TEXTO FORNECIDO |
________________________

Roteirista de “Sintonia”, Luíza Fazio escreve longa-metragem infantil sobre um amor lésbico e quer subverter normatividade que ronda o cinema
Histórias de amor lésbico são documentadas há pelo menos 2,6 mil anos. No século 6 a.C., a poeta Safo já colocava como tema central de suas obras relacionamentos homossexuais entre mulheres. Inclusive, é por causa dela que usamos a palavra lésbica, que originalmente designa “alguém de Lesbos”, ilha grega em que a poeta vivia. Por que, então, é tão difícil vermos essas relações representadas na televisão, nos livros ou no cinema?
Escritora de séries como “Sintonia” (Netflix), “Sentença” (Amazon Prime), “LOV3” (Amazon Prime) e “Cidade Invisível” (2ª temporada/Netflix), a roteirista Luíza Fazio tenta subverter essa normatividade que ronda as histórias que assistimos nas telas e lemos nas páginas dos livros.
Em sua trajetória, a brasileira conta histórias de protagonistas diversos, sobretudo mulheres e pessoas LGBTQIAP+, com o objetivo de ampliar olhares e narrativas e mostrar contextos poucos vistos nas telas. Luiza diz que o lance é não imaginar personagens dentro de estereótipos, e sim humanizá-los dentro de suas diferenças.
Recentemente, a roteirista foi nomeada pela embaixada dos Estados Unidos em Brasília para a residência artística The International Writing Program (IWP) da University of Iowa (EUA). Desde 1967, o programa reúne anualmente 35 escritores de todas as partes do mundo, incluindo os brasileiros Milton Hatoum e João Ubaldo Ribeiro.
Além disso, ela escreve uma série de comédia para a Paris Entretenimento e, ao lado de Anahí Borges, seu primeiro longa-metragem de animação: uma adaptação para o cinema do livro “A Princesa e a Costureira” (2015), de Janaína Leslão, que conta a história de uma princesa que se apaixona pela costureira de seu vestido de noiva.
Em entrevista à Emerge Mag, a roteirista Luíza Fazio conta como tem sido a experiência de integrar a residência artística mais antiga do mundo, fala sobre os seus novos projetos e comenta sobre diversidade na frente e atrás das câmeras.
Confira abaixo a entrevista completa com a roteirista Luíza Fazio
Falando dos seus projetos futuros… Vi que você está trabalhando em uma animação. Poderia me falar mais sobre isso?

________________________

DADOS FORNECIDOS |
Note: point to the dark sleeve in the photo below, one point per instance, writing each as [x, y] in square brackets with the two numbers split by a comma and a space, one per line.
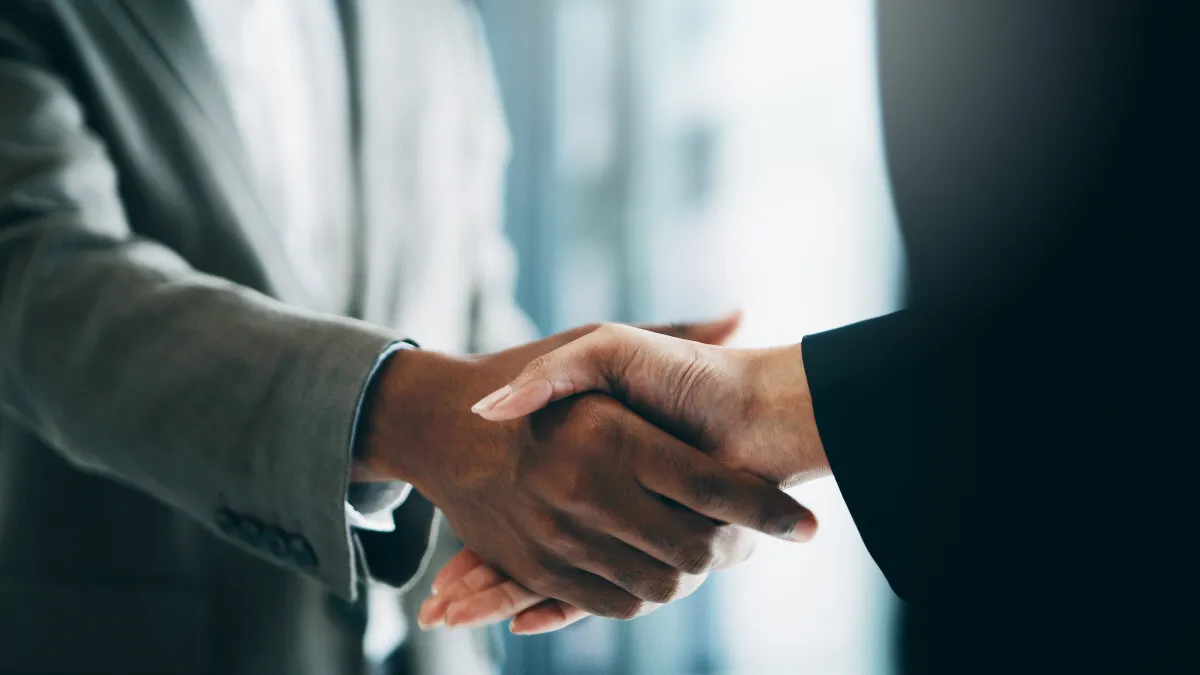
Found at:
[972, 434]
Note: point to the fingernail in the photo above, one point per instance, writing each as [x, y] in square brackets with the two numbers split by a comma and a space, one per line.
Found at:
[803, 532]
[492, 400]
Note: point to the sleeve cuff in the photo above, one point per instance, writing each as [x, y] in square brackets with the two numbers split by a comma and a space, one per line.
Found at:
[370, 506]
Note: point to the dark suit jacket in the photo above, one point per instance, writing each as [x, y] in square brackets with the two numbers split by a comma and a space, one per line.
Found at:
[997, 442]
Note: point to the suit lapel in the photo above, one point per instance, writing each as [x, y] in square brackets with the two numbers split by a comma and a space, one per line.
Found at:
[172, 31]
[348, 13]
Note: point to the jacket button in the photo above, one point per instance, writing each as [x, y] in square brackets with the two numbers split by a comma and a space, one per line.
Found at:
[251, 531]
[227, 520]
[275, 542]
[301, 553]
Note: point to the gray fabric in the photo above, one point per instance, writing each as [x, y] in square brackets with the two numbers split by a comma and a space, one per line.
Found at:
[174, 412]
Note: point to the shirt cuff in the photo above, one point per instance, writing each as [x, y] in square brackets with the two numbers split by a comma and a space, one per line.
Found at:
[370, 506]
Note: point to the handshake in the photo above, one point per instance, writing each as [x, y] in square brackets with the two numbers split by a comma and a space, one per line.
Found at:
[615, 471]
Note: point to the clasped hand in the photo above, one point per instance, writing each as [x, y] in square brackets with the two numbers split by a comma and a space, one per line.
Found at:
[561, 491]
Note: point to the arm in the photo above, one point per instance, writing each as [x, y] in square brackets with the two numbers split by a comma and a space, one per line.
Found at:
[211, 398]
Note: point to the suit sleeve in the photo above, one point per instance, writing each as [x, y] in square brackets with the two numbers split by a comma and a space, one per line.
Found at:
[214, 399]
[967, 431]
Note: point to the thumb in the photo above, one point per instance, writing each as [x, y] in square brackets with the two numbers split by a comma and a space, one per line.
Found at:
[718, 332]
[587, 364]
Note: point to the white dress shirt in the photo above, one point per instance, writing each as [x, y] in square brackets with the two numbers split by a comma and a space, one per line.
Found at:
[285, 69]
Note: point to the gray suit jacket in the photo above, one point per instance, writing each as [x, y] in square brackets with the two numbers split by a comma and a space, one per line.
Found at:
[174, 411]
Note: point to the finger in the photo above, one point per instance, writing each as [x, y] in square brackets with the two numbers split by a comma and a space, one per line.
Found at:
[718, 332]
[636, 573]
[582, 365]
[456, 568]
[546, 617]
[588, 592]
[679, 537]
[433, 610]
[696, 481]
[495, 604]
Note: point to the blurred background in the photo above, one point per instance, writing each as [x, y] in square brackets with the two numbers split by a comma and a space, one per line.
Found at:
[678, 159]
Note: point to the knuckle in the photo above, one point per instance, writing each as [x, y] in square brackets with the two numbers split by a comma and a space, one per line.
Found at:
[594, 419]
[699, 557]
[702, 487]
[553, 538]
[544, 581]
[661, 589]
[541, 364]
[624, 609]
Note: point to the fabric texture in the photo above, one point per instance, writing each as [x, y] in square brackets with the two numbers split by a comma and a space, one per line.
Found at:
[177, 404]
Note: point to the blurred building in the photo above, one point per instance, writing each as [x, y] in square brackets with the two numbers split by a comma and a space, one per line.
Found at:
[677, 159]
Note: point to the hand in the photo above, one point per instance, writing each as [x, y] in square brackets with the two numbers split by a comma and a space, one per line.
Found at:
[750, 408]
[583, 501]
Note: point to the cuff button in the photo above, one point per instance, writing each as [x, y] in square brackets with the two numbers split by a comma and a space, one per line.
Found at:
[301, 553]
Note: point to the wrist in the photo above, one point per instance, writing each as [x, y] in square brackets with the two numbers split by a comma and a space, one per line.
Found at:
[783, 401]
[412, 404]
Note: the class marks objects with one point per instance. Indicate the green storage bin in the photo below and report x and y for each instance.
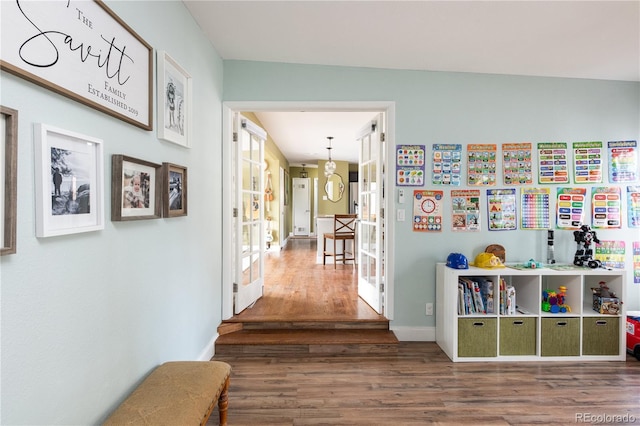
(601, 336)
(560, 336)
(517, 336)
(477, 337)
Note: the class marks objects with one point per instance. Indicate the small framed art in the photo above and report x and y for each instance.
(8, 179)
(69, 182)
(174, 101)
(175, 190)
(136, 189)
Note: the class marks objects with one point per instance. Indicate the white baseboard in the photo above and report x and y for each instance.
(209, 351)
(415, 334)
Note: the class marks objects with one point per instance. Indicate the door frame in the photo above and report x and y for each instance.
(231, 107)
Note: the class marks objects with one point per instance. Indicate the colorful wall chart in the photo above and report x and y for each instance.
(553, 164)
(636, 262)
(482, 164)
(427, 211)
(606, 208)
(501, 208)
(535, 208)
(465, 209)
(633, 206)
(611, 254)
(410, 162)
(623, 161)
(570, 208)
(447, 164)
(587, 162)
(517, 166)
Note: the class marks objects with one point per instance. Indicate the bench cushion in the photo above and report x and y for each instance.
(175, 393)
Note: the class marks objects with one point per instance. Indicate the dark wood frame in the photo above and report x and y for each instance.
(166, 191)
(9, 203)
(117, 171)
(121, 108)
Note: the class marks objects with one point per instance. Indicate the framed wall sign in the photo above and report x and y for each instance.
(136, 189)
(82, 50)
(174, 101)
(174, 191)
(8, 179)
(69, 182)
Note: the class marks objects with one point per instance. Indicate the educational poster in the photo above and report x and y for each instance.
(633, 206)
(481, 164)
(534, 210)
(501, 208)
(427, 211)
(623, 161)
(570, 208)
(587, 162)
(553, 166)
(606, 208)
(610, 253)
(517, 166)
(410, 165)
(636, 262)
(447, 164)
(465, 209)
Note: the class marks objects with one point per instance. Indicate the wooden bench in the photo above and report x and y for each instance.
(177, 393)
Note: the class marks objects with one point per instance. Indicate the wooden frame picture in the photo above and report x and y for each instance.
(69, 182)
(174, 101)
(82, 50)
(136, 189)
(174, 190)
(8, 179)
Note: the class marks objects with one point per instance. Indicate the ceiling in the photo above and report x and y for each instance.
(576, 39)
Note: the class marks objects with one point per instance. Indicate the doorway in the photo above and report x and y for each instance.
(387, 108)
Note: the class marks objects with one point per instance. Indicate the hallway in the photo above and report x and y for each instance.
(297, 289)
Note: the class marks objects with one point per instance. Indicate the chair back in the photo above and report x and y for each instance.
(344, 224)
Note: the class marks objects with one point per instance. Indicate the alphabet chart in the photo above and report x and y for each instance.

________________________

PROBLEMA PROPOSTO 1 |
Reproduza o trecho do texto sobre Luíza Fazio começando em "Escritora de séries" e indo até "de suas diferenças.".
PROBLEMA PROPOSTO 2 |
Responda, com base no texto sobre Luíza Fazio:
(a) Em que século Safo já colocava relacionamentos entre mulheres como tema central de suas obras?
(b) Quantos escritores o International Writing Program reúne anualmente?
(c) Com quem Luíza Fazio escreve seu primeiro longa-metragem de animação?
PROBLEMA PROPOSTO 3 |
Resuma o texto sobre Luíza Fazio em duas frases.

SOLUÇÃO DA TAREFA 1 |
Escritora de séries como “Sintonia” (Netflix), “Sentença” (Amazon Prime), “LOV3” (Amazon Prime) e “Cidade Invisível” (2ª temporada/Netflix), a roteirista Luíza Fazio tenta subverter essa normatividade que ronda as histórias que assistimos nas telas e lemos nas páginas dos livros.
Em sua trajetória, a brasileira conta histórias de protagonistas diversos, sobretudo mulheres e pessoas LGBTQIAP+, com o objetivo de ampliar olhares e narrativas e mostrar contextos poucos vistos nas telas. Luiza diz que o lance é não imaginar personagens dentro de estereótipos, e sim humanizá-los dentro de suas diferenças.

SOLUÇÃO DA TAREFA 2 |
(a) No século 6 a.C.
(b) 35 escritores.
(c) Com Anahí Borges.

SOLUÇÃO DA TAREFA 3 |
A roteirista Luíza Fazio, autora de séries como "Sintonia" e "Cidade Invisível", tenta subverter a normatividade das histórias nas telas e nos livros, contando histórias de protagonistas diversos, sobretudo mulheres e pessoas LGBTQIAP+. Nomeada para a residência artística The International Writing Program da University of Iowa, ela escreve com Anahí Borges um longa-metragem de animação adaptado do livro "A Princesa e a Costureira", sobre uma princesa que se apaixona pela costureira de seu vestido de noiva.